-------- RECORDS TO PROCESS --------

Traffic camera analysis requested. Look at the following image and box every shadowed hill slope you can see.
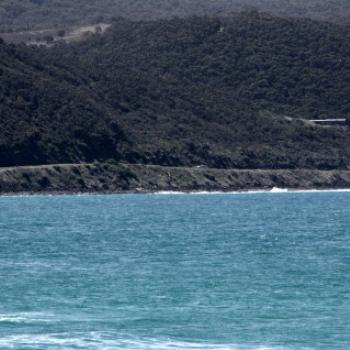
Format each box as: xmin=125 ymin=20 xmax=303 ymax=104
xmin=1 ymin=15 xmax=350 ymax=169
xmin=0 ymin=39 xmax=125 ymax=166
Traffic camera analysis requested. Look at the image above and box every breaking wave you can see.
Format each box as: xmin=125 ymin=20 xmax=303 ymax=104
xmin=0 ymin=333 xmax=302 ymax=350
xmin=153 ymin=188 xmax=350 ymax=195
xmin=0 ymin=312 xmax=52 ymax=324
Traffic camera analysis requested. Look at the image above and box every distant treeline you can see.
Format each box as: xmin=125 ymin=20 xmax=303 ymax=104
xmin=1 ymin=0 xmax=350 ymax=32
xmin=1 ymin=14 xmax=350 ymax=169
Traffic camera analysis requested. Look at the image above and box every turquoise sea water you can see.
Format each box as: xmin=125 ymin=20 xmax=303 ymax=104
xmin=0 ymin=192 xmax=349 ymax=349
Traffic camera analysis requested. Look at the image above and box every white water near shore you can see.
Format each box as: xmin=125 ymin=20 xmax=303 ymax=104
xmin=153 ymin=188 xmax=350 ymax=195
xmin=2 ymin=187 xmax=350 ymax=198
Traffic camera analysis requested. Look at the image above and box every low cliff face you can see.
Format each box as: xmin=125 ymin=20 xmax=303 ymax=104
xmin=2 ymin=163 xmax=350 ymax=194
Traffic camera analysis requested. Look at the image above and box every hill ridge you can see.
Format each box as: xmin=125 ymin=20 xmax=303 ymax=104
xmin=1 ymin=14 xmax=350 ymax=170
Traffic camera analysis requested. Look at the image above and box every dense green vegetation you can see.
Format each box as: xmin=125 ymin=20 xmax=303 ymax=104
xmin=64 ymin=14 xmax=350 ymax=119
xmin=1 ymin=14 xmax=350 ymax=169
xmin=0 ymin=38 xmax=125 ymax=166
xmin=0 ymin=0 xmax=350 ymax=32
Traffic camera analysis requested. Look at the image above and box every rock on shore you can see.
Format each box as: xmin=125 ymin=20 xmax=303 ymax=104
xmin=1 ymin=163 xmax=350 ymax=195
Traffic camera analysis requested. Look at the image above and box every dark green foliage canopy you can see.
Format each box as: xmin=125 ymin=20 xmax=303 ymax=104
xmin=1 ymin=14 xmax=350 ymax=169
xmin=0 ymin=39 xmax=125 ymax=166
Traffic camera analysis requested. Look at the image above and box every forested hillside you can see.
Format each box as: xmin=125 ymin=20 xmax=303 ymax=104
xmin=0 ymin=38 xmax=125 ymax=166
xmin=1 ymin=14 xmax=350 ymax=169
xmin=60 ymin=15 xmax=350 ymax=120
xmin=0 ymin=0 xmax=350 ymax=32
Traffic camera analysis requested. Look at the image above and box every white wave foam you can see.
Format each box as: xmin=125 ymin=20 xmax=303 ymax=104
xmin=270 ymin=187 xmax=289 ymax=193
xmin=0 ymin=312 xmax=52 ymax=324
xmin=292 ymin=188 xmax=350 ymax=193
xmin=153 ymin=188 xmax=350 ymax=195
xmin=152 ymin=190 xmax=262 ymax=195
xmin=0 ymin=333 xmax=301 ymax=350
xmin=153 ymin=191 xmax=187 ymax=195
xmin=0 ymin=316 xmax=27 ymax=323
xmin=3 ymin=187 xmax=350 ymax=198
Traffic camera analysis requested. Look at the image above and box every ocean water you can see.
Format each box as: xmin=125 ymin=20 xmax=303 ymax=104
xmin=0 ymin=192 xmax=349 ymax=350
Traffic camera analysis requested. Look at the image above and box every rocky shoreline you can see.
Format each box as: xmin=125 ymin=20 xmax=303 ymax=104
xmin=1 ymin=163 xmax=350 ymax=195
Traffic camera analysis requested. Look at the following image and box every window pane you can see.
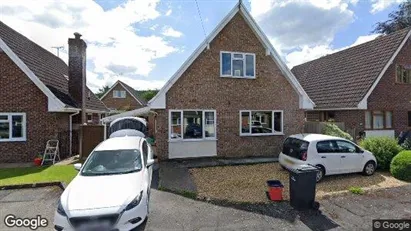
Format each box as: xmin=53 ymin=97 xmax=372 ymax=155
xmin=245 ymin=55 xmax=254 ymax=77
xmin=221 ymin=53 xmax=231 ymax=75
xmin=385 ymin=111 xmax=392 ymax=129
xmin=251 ymin=111 xmax=272 ymax=134
xmin=408 ymin=111 xmax=411 ymax=127
xmin=373 ymin=111 xmax=384 ymax=129
xmin=365 ymin=111 xmax=371 ymax=129
xmin=170 ymin=112 xmax=181 ymax=139
xmin=397 ymin=65 xmax=402 ymax=83
xmin=336 ymin=141 xmax=357 ymax=153
xmin=204 ymin=111 xmax=215 ymax=138
xmin=241 ymin=112 xmax=250 ymax=133
xmin=233 ymin=53 xmax=243 ymax=59
xmin=0 ymin=115 xmax=8 ymax=120
xmin=274 ymin=112 xmax=282 ymax=132
xmin=121 ymin=91 xmax=126 ymax=98
xmin=233 ymin=59 xmax=244 ymax=77
xmin=316 ymin=141 xmax=336 ymax=153
xmin=12 ymin=115 xmax=23 ymax=138
xmin=0 ymin=122 xmax=9 ymax=139
xmin=183 ymin=111 xmax=203 ymax=139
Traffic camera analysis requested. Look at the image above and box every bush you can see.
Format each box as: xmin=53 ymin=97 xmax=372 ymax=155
xmin=401 ymin=138 xmax=411 ymax=150
xmin=390 ymin=151 xmax=411 ymax=182
xmin=360 ymin=137 xmax=403 ymax=170
xmin=322 ymin=123 xmax=353 ymax=140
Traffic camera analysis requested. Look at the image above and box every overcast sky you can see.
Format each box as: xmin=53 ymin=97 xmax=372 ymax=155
xmin=0 ymin=0 xmax=404 ymax=92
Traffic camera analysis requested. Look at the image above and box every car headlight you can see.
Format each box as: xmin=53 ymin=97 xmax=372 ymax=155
xmin=125 ymin=191 xmax=143 ymax=211
xmin=57 ymin=199 xmax=67 ymax=217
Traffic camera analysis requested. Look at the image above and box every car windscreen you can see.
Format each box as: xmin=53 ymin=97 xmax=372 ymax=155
xmin=282 ymin=137 xmax=309 ymax=160
xmin=81 ymin=149 xmax=142 ymax=176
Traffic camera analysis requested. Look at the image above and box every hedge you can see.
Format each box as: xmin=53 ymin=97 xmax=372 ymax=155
xmin=390 ymin=151 xmax=411 ymax=182
xmin=359 ymin=137 xmax=403 ymax=170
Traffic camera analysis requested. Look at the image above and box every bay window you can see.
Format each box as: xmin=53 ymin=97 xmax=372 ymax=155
xmin=240 ymin=110 xmax=283 ymax=136
xmin=220 ymin=51 xmax=255 ymax=78
xmin=0 ymin=113 xmax=26 ymax=142
xmin=365 ymin=111 xmax=393 ymax=130
xmin=169 ymin=110 xmax=216 ymax=140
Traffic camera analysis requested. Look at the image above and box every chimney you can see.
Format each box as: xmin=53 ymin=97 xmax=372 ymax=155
xmin=68 ymin=32 xmax=87 ymax=124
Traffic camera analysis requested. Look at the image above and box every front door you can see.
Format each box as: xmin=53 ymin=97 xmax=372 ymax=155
xmin=316 ymin=140 xmax=342 ymax=174
xmin=335 ymin=140 xmax=363 ymax=173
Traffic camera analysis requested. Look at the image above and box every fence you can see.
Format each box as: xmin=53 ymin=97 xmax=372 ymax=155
xmin=304 ymin=122 xmax=345 ymax=134
xmin=80 ymin=125 xmax=105 ymax=159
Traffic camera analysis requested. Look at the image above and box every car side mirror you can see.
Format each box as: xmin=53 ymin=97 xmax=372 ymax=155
xmin=74 ymin=163 xmax=82 ymax=171
xmin=147 ymin=159 xmax=155 ymax=167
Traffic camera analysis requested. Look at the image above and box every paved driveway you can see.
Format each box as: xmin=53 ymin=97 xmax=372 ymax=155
xmin=0 ymin=175 xmax=409 ymax=231
xmin=0 ymin=186 xmax=315 ymax=231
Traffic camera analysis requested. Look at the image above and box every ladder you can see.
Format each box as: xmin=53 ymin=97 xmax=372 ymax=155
xmin=41 ymin=140 xmax=60 ymax=165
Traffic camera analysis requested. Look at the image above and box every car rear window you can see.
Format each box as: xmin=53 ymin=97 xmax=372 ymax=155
xmin=282 ymin=137 xmax=309 ymax=160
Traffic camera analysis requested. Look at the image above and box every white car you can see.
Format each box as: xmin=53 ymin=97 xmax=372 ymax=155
xmin=54 ymin=136 xmax=154 ymax=231
xmin=279 ymin=134 xmax=377 ymax=182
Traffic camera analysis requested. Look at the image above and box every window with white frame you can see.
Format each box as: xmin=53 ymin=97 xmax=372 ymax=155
xmin=113 ymin=90 xmax=126 ymax=98
xmin=0 ymin=113 xmax=26 ymax=142
xmin=221 ymin=52 xmax=255 ymax=78
xmin=240 ymin=110 xmax=283 ymax=135
xmin=169 ymin=110 xmax=216 ymax=140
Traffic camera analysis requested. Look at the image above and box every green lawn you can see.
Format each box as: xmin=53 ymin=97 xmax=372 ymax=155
xmin=0 ymin=165 xmax=78 ymax=186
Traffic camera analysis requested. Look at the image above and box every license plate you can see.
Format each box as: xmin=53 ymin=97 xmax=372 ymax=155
xmin=77 ymin=221 xmax=111 ymax=231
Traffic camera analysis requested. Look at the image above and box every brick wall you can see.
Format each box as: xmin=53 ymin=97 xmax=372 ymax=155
xmin=0 ymin=52 xmax=70 ymax=163
xmin=368 ymin=37 xmax=411 ymax=135
xmin=102 ymin=84 xmax=143 ymax=111
xmin=154 ymin=13 xmax=305 ymax=160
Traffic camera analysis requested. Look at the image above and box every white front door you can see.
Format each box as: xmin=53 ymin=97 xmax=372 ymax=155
xmin=316 ymin=140 xmax=342 ymax=174
xmin=335 ymin=140 xmax=363 ymax=173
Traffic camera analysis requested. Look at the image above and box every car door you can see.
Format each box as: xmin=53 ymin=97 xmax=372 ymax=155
xmin=335 ymin=140 xmax=363 ymax=173
xmin=315 ymin=140 xmax=342 ymax=174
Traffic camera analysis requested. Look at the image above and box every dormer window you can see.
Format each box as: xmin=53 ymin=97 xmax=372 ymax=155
xmin=220 ymin=51 xmax=255 ymax=78
xmin=113 ymin=90 xmax=126 ymax=98
xmin=396 ymin=64 xmax=411 ymax=84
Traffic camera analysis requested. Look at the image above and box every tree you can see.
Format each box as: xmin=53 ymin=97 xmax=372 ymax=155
xmin=373 ymin=0 xmax=411 ymax=34
xmin=140 ymin=89 xmax=159 ymax=102
xmin=95 ymin=85 xmax=110 ymax=99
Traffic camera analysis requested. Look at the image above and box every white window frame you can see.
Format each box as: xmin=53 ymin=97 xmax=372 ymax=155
xmin=239 ymin=110 xmax=284 ymax=136
xmin=0 ymin=113 xmax=27 ymax=142
xmin=169 ymin=109 xmax=217 ymax=141
xmin=220 ymin=51 xmax=256 ymax=79
xmin=113 ymin=90 xmax=126 ymax=98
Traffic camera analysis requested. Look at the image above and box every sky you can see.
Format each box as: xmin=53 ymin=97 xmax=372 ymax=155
xmin=0 ymin=0 xmax=405 ymax=93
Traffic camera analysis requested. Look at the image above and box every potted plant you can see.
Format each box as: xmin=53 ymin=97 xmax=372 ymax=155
xmin=34 ymin=154 xmax=42 ymax=166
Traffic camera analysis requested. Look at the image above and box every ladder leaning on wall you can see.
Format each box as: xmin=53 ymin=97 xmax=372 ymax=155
xmin=41 ymin=140 xmax=60 ymax=165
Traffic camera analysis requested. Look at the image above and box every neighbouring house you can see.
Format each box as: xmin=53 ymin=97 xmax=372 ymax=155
xmin=0 ymin=21 xmax=108 ymax=163
xmin=100 ymin=80 xmax=147 ymax=113
xmin=147 ymin=2 xmax=314 ymax=160
xmin=292 ymin=27 xmax=411 ymax=139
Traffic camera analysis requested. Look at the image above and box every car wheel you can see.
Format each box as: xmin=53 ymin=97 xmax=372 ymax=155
xmin=316 ymin=165 xmax=325 ymax=182
xmin=363 ymin=161 xmax=376 ymax=176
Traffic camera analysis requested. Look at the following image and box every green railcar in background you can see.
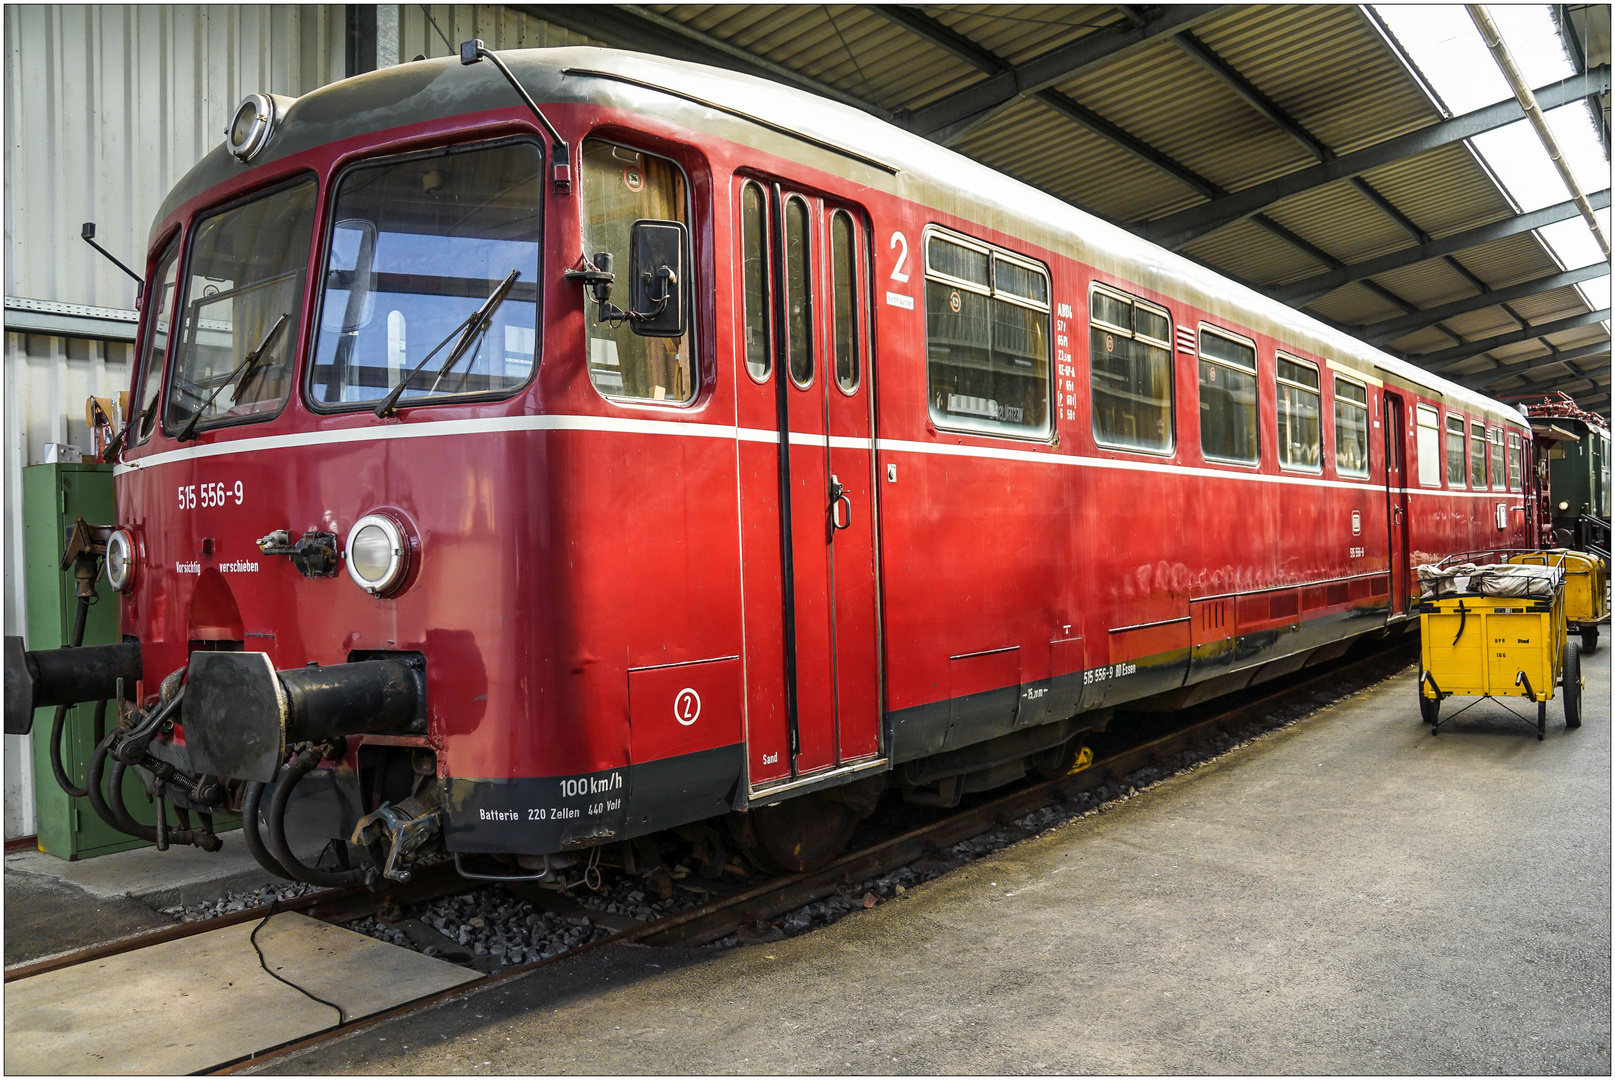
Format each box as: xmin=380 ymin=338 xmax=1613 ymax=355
xmin=1526 ymin=394 xmax=1611 ymax=561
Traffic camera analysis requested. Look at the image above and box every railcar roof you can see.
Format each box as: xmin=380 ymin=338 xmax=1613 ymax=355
xmin=159 ymin=44 xmax=1551 ymax=426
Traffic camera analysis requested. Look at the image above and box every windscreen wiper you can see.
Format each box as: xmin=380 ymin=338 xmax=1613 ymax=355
xmin=374 ymin=269 xmax=520 ymax=418
xmin=175 ymin=312 xmax=290 ymax=442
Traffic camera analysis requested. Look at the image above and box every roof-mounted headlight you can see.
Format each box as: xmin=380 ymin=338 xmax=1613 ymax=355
xmin=226 ymin=93 xmax=276 ymax=162
xmin=345 ymin=514 xmax=409 ymax=596
xmin=105 ymin=528 xmax=137 ymax=592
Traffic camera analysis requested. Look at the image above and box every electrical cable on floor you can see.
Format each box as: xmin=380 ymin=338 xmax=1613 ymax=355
xmin=249 ymin=903 xmax=347 ymax=1026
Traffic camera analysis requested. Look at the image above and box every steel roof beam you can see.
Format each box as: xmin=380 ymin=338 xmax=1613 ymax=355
xmin=515 ymin=4 xmax=893 ymax=119
xmin=1140 ymin=66 xmax=1612 ymax=250
xmin=1170 ymin=30 xmax=1331 ymax=161
xmin=1352 ymin=177 xmax=1426 ymax=240
xmin=1465 ymin=342 xmax=1612 ymax=389
xmin=875 ymin=6 xmax=1224 ymax=201
xmin=904 ymin=5 xmax=1226 ymax=144
xmin=1356 ymin=262 xmax=1612 ymax=344
xmin=1270 ymin=191 xmax=1613 ymax=307
xmin=1500 ymin=373 xmax=1610 ymax=400
xmin=877 ymin=6 xmax=1003 ymax=73
xmin=1416 ymin=307 xmax=1613 ymax=370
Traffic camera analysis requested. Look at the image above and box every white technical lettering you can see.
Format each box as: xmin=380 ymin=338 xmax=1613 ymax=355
xmin=885 ymin=291 xmax=914 ymax=310
xmin=178 ymin=480 xmax=243 ymax=510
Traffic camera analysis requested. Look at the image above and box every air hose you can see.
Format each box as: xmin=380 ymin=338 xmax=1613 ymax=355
xmin=92 ymin=750 xmax=221 ymax=852
xmin=264 ymin=746 xmax=369 ymax=889
xmin=242 ymin=780 xmax=295 ymax=881
xmin=47 ymin=594 xmax=92 ymax=798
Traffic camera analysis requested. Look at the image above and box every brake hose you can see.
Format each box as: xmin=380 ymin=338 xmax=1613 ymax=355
xmin=242 ymin=780 xmax=295 ymax=881
xmin=264 ymin=748 xmax=369 ymax=889
xmin=47 ymin=595 xmax=92 ymax=798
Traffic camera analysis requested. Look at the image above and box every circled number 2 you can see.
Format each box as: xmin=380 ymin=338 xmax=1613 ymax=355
xmin=674 ymin=688 xmax=701 ymax=726
xmin=889 ymin=231 xmax=910 ymax=283
xmin=177 ymin=481 xmax=244 ymax=509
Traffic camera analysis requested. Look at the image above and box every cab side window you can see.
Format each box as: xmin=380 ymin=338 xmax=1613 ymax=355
xmin=581 ymin=139 xmax=693 ymax=402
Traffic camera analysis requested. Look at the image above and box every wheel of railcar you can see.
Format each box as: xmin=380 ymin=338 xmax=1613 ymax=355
xmin=734 ymin=792 xmax=860 ymax=874
xmin=1419 ymin=679 xmax=1441 ymax=725
xmin=1563 ymin=640 xmax=1583 ymax=729
xmin=1580 ymin=625 xmax=1599 ymax=654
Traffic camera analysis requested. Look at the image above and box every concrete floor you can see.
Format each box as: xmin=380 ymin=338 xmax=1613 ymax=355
xmin=260 ymin=652 xmax=1611 ymax=1075
xmin=4 ymin=829 xmax=330 ymax=967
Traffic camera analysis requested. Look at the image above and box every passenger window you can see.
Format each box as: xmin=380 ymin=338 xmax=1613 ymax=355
xmin=1507 ymin=431 xmax=1523 ymax=489
xmin=1275 ymin=354 xmax=1320 ymax=470
xmin=784 ymin=197 xmax=813 ymax=387
xmin=830 ymin=210 xmax=860 ymax=392
xmin=1090 ymin=285 xmax=1172 ymax=453
xmin=741 ymin=183 xmax=771 ymax=381
xmin=1470 ymin=419 xmax=1487 ymax=487
xmin=1415 ymin=404 xmax=1441 ymax=487
xmin=308 ymin=143 xmax=541 ymax=409
xmin=133 ymin=237 xmax=181 ymax=444
xmin=1489 ymin=427 xmax=1505 ymax=489
xmin=1446 ymin=415 xmax=1467 ymax=486
xmin=581 ymin=139 xmax=693 ymax=402
xmin=1198 ymin=327 xmax=1258 ymax=464
xmin=924 ymin=229 xmax=1051 ymax=438
xmin=1334 ymin=376 xmax=1368 ymax=476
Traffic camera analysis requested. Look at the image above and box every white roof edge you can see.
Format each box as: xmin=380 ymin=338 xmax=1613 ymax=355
xmin=556 ymin=48 xmax=1538 ymax=426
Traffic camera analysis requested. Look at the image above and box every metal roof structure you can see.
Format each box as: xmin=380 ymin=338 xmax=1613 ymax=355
xmin=523 ymin=3 xmax=1612 ymax=415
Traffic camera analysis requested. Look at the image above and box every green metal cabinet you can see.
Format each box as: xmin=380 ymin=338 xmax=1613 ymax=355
xmin=23 ymin=462 xmax=153 ymax=858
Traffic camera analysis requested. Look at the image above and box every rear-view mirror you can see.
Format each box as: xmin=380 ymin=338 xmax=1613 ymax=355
xmin=628 ymin=219 xmax=686 ymax=338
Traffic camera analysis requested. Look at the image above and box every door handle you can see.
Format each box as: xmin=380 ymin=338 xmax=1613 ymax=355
xmin=829 ymin=475 xmax=851 ymax=531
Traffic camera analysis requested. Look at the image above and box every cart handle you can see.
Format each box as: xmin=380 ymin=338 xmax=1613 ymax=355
xmin=1514 ymin=670 xmax=1535 ymax=700
xmin=1436 ymin=547 xmax=1544 ymax=569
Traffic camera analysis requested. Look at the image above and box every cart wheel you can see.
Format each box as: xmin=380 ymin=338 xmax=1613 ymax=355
xmin=1563 ymin=639 xmax=1583 ymax=730
xmin=1580 ymin=625 xmax=1598 ymax=654
xmin=1419 ymin=680 xmax=1440 ymax=725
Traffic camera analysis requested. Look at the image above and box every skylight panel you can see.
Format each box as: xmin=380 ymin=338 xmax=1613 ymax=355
xmin=1374 ymin=3 xmax=1610 ymax=324
xmin=1371 ymin=5 xmax=1510 ymax=115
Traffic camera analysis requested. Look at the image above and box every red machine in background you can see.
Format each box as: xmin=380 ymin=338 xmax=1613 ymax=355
xmin=5 ymin=44 xmax=1539 ymax=888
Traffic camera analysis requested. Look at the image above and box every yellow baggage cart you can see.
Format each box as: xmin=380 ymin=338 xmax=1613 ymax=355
xmin=1417 ymin=559 xmax=1584 ymax=740
xmin=1508 ymin=549 xmax=1609 ymax=655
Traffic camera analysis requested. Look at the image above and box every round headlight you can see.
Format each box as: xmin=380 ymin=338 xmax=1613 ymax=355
xmin=105 ymin=528 xmax=136 ymax=592
xmin=1559 ymin=501 xmax=1570 ymax=511
xmin=226 ymin=93 xmax=276 ymax=162
xmin=345 ymin=514 xmax=408 ymax=595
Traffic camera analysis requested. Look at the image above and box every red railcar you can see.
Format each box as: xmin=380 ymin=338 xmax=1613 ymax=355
xmin=6 ymin=47 xmax=1537 ymax=884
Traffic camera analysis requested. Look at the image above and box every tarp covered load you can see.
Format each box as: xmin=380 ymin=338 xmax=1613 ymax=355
xmin=1417 ymin=562 xmax=1564 ymax=600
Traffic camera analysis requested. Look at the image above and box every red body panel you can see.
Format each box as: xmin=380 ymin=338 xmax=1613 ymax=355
xmin=111 ymin=80 xmax=1532 ymax=855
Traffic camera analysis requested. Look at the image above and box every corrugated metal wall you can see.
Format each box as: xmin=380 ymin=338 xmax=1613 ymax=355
xmin=391 ymin=4 xmax=595 ymax=63
xmin=2 ymin=4 xmax=347 ymax=838
xmin=1 ymin=4 xmax=588 ymax=839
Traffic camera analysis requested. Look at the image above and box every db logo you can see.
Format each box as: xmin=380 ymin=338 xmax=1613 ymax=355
xmin=674 ymin=688 xmax=701 ymax=726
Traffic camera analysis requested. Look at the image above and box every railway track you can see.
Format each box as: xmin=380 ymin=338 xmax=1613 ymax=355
xmin=5 ymin=635 xmax=1417 ymax=1074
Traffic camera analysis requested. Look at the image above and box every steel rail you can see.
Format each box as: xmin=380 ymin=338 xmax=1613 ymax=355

--------

— TRY IT —
Where a line in the records above holds the string "steel", it counts toward the total; give that total alone.

— ANSWER TO THIS PROBLEM —
2